→ **Goal of the exercise**
Which lines of the entries hold the string "arched"? Copy each one.

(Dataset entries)
----
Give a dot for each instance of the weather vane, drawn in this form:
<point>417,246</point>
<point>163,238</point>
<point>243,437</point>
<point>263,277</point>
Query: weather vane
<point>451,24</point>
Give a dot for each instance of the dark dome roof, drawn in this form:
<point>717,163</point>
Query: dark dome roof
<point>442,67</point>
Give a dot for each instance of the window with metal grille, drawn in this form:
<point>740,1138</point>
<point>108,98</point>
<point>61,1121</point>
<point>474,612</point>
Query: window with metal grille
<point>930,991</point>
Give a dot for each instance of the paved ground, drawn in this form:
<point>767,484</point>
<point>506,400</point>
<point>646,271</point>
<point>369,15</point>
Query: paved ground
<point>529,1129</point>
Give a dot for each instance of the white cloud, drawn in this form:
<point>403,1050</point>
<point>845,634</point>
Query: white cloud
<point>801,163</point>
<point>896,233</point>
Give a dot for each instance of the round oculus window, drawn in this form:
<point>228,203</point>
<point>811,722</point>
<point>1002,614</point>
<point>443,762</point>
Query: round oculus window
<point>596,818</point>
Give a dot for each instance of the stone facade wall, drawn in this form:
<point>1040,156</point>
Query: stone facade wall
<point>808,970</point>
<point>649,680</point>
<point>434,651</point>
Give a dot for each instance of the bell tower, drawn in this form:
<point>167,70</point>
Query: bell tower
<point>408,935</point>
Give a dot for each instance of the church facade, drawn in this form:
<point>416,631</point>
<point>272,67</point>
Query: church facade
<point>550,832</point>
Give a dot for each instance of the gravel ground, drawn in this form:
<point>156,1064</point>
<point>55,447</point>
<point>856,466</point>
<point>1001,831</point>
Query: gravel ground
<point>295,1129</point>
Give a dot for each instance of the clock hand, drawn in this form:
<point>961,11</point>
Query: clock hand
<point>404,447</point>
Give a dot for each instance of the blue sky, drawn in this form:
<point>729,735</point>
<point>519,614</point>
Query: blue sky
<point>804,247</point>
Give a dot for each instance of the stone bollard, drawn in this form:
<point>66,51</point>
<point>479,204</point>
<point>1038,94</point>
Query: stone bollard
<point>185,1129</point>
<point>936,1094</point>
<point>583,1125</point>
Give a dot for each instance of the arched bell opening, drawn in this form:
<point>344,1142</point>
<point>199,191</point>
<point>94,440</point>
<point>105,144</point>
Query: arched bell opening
----
→ **Response area**
Give a dot for each instance of the arched bell opening, drawn in this form:
Query: arched bell opening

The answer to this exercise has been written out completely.